Selected extract:
<<<<

Tomb of Caiaphas Found?
What appear to be the tomb and remains of Caiaphas, the Jewish high priest who was instrumental in the death of Jesus Christ, have been found in Jerusalem, reports The Star, a newspaper of Johannesburg, South Africa. The find consisted of an ossuary, or container for bones, with the inscription “Yehosef bar Caiapha.” Caiaphas became high priest in about 18 C.E. and persecuted not only Christ but also Christ’s followers. He was removed from office about 36 C.E. Mentioned also by the Jewish historian Josephus, Caiaphas is one of the few such ancient figures whose remains have been documented. The Star quotes one archaeologist as saying: “Of over a thousand ossuaries found in Jerusalem, we’ve recognised the names of maybe five.”
Alcohol and Fat?

>>>>

[Records of labeled points]
<<<<

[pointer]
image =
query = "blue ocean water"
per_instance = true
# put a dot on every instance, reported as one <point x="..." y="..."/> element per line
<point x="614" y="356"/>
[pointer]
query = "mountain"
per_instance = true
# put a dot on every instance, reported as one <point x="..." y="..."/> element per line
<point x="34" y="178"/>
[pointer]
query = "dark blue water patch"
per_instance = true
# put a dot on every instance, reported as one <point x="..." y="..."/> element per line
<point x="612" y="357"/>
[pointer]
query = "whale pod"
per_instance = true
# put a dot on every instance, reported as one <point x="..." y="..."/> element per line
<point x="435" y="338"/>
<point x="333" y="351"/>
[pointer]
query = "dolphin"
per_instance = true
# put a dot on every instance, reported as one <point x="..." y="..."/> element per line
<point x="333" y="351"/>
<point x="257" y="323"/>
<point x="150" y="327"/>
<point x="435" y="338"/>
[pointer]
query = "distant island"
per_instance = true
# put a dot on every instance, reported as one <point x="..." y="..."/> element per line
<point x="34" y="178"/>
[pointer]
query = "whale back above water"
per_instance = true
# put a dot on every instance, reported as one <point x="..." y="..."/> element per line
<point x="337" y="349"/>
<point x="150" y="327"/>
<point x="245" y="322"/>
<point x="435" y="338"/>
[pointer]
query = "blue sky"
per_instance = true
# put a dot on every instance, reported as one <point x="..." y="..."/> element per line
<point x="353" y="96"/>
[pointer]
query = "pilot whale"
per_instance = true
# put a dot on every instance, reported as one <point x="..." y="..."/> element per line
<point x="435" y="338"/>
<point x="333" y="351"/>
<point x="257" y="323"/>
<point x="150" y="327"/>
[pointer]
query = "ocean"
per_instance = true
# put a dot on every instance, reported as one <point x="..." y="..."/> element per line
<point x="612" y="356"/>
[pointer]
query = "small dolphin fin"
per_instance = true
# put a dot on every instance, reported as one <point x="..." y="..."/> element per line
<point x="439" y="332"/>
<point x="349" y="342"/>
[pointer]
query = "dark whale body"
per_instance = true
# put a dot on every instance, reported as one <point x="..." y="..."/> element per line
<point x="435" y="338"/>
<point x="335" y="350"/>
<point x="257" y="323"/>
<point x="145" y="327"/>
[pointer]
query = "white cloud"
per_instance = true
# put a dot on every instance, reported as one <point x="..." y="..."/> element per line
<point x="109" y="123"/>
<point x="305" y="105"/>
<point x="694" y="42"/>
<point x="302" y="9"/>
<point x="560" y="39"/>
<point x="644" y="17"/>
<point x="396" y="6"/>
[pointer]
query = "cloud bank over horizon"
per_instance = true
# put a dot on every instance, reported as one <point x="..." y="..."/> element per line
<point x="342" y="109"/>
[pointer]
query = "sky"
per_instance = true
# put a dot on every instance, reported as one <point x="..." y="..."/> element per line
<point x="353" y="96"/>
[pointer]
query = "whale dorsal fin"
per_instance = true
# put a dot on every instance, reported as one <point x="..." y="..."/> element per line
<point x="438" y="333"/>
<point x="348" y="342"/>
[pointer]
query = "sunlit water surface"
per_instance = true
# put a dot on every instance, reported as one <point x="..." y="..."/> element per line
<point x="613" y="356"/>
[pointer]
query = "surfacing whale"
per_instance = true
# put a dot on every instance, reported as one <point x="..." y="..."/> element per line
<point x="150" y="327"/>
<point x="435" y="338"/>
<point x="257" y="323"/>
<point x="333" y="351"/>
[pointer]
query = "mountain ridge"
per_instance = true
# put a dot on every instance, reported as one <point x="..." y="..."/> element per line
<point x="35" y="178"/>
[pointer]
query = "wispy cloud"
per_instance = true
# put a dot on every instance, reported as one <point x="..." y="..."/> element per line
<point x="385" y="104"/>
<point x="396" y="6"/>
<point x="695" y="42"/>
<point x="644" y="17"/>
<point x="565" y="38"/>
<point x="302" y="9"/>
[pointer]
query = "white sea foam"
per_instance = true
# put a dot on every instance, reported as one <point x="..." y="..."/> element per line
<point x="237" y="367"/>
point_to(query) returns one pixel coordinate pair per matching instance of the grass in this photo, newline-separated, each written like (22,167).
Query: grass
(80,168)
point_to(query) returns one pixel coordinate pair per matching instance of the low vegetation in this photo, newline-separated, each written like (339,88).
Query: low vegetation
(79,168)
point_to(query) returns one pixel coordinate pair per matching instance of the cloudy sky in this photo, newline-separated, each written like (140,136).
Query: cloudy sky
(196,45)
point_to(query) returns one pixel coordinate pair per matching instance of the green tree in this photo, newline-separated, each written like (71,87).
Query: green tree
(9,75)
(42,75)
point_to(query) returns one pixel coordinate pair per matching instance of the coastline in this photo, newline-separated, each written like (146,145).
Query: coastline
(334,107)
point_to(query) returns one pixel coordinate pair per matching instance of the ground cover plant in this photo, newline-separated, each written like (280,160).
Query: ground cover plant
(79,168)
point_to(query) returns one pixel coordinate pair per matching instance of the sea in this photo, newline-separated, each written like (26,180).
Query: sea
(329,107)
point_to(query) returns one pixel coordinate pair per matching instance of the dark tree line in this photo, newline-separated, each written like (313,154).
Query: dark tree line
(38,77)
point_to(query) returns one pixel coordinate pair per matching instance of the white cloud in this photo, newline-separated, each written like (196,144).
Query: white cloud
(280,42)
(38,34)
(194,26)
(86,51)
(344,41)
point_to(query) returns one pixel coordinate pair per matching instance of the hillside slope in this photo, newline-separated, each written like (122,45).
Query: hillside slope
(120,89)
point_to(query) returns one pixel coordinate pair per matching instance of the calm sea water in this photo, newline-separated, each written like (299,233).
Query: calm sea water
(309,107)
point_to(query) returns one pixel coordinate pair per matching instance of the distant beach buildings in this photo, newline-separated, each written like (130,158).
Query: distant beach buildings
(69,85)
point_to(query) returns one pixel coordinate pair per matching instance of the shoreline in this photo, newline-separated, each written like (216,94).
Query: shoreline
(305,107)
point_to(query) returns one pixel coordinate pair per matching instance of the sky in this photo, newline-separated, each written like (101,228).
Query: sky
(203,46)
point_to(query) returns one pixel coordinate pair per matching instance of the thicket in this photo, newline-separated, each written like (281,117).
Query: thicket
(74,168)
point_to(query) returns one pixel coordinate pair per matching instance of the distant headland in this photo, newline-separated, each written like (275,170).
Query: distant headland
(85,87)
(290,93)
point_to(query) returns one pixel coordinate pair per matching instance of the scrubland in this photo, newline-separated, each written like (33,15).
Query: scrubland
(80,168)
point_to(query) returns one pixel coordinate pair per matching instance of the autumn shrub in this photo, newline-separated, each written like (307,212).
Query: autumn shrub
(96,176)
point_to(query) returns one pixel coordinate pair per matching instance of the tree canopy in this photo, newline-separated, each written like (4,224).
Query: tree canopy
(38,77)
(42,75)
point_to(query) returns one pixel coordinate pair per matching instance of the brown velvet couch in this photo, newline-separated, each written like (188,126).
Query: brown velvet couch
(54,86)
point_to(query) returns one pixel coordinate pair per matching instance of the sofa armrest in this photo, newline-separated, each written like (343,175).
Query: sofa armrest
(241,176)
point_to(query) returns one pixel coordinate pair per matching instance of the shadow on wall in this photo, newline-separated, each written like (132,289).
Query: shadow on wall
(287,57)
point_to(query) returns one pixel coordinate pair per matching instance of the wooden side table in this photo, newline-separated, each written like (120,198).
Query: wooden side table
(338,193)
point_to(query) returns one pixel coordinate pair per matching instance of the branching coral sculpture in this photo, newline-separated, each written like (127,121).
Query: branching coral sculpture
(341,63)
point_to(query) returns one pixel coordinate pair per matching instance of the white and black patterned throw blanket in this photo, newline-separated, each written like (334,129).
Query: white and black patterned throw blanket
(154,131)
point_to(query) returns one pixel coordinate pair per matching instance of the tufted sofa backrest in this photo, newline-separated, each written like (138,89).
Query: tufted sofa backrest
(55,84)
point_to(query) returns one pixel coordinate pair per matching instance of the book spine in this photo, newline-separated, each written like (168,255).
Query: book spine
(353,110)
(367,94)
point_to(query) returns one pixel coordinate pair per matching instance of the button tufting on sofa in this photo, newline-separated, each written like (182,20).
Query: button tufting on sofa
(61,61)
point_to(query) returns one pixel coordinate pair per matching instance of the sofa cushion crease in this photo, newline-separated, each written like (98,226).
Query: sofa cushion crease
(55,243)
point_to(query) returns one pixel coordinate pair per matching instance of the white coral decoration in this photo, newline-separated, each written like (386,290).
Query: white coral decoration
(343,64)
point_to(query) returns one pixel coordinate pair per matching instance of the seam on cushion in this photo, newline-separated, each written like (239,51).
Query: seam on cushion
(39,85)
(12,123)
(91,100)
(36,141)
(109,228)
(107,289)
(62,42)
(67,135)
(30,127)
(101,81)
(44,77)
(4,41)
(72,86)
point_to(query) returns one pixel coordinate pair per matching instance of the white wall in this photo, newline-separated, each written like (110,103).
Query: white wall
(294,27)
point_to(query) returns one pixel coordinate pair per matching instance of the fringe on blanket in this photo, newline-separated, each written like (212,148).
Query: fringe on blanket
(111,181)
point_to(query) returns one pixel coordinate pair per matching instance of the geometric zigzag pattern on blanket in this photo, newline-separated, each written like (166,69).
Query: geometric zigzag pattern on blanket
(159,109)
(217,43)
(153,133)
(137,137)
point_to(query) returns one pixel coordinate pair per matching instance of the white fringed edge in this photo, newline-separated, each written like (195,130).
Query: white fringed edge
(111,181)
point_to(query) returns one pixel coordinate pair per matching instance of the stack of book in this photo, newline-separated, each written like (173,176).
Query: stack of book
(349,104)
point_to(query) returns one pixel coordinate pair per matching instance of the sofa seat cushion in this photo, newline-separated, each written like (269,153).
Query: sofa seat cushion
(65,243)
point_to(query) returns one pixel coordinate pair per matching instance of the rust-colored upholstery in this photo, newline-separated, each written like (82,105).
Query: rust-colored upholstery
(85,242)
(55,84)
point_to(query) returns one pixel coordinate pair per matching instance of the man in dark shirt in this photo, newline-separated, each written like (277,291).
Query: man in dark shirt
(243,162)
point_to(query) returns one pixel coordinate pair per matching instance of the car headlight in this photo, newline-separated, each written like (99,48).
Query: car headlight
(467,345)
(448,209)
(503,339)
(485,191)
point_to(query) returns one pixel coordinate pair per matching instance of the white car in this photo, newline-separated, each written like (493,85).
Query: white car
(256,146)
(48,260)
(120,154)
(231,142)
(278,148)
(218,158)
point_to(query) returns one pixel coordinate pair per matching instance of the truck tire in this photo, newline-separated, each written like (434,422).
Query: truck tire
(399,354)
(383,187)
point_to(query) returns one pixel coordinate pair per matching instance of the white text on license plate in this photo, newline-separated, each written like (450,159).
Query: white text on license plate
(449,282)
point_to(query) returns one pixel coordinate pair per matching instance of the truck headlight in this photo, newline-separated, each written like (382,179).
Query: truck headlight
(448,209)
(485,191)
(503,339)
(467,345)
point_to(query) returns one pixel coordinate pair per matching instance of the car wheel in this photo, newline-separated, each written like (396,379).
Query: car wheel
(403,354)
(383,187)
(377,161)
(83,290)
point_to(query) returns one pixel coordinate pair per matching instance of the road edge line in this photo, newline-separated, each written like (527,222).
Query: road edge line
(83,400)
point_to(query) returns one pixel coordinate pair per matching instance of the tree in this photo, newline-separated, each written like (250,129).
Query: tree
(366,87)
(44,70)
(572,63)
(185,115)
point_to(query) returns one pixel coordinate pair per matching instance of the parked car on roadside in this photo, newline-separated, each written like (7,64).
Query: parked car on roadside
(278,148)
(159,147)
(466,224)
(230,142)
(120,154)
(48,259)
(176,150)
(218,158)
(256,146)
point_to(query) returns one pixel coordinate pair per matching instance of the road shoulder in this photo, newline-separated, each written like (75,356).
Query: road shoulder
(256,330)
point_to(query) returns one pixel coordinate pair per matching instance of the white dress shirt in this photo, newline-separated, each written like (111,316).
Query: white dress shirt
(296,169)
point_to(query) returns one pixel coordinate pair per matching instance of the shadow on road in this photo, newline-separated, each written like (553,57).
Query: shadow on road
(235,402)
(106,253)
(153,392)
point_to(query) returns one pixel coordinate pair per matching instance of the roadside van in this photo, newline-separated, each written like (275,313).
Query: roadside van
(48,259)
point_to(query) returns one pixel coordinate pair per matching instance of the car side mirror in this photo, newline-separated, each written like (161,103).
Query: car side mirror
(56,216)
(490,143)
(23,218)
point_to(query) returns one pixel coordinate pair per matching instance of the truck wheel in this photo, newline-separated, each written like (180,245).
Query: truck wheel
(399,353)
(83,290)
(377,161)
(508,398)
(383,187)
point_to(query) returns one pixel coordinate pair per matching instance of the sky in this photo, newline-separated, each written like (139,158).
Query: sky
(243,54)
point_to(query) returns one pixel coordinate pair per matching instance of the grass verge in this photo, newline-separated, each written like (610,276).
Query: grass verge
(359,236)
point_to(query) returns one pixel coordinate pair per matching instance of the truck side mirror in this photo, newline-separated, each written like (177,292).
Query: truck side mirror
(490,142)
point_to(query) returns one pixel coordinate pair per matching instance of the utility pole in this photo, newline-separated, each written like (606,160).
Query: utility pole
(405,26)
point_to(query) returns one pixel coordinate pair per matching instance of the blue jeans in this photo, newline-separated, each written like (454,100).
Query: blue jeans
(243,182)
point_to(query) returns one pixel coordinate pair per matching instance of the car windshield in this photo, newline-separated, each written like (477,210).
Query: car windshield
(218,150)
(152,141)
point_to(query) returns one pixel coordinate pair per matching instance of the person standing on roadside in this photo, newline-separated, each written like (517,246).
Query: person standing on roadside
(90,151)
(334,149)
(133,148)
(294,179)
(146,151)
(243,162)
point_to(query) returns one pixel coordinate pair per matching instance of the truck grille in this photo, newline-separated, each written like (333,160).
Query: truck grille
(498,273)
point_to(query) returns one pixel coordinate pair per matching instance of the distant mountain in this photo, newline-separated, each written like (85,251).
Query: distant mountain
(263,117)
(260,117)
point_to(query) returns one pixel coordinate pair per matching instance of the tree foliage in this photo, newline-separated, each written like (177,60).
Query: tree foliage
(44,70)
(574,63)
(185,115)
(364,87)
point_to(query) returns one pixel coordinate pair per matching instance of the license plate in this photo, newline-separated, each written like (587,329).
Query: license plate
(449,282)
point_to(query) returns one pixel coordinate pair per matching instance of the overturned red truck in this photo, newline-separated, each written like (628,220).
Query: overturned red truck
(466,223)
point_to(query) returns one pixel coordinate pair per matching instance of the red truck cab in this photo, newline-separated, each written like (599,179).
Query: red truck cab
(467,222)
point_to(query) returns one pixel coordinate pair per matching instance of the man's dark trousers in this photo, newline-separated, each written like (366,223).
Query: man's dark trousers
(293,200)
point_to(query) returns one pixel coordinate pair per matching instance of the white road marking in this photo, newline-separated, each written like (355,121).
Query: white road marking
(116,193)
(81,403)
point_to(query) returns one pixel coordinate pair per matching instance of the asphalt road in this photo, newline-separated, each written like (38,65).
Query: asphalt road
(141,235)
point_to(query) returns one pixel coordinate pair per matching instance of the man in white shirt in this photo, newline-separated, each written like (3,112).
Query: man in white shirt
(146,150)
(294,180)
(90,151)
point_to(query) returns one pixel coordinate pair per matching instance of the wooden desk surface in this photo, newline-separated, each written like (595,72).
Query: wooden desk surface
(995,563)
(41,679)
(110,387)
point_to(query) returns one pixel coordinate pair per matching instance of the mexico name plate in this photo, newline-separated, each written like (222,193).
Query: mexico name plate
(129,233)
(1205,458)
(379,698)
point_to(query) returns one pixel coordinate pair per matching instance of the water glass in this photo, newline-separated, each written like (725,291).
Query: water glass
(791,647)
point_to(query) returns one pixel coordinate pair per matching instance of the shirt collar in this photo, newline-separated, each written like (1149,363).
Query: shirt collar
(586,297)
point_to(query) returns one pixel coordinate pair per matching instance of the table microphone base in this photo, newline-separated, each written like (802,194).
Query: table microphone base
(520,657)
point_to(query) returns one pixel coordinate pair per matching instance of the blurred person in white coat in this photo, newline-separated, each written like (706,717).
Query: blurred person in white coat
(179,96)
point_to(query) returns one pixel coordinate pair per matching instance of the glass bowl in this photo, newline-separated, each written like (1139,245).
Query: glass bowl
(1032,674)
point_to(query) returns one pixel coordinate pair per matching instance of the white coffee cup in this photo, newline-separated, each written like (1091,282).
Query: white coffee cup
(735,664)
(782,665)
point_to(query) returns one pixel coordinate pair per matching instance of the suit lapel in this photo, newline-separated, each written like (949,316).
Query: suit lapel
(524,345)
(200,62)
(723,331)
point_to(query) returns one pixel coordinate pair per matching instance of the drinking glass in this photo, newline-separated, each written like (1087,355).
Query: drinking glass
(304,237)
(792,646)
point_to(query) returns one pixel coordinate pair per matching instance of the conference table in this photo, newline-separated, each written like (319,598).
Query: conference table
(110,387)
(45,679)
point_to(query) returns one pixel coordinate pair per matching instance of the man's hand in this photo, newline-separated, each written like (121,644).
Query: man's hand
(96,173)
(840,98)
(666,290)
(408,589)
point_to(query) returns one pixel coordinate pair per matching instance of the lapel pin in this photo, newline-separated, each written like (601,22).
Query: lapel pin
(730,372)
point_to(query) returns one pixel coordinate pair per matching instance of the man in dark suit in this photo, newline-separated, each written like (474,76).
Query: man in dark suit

>>>>

Task instructions:
- a) Using the Caiaphas tomb report, explain in one to three sentences why the find is taken to be the tomb and remains of Caiaphas.
- b) According to the Caiaphas tomb report, about when was Caiaphas removed from office?
The listing has nothing to do with the Caiaphas tomb report.

Worked answers:
- a) The find was an ossuary, a container for bones, bearing the inscription "Yehosef bar Caiapha." That name links the remains to Caiaphas, the Jewish high priest.

- b) About 36 C.E.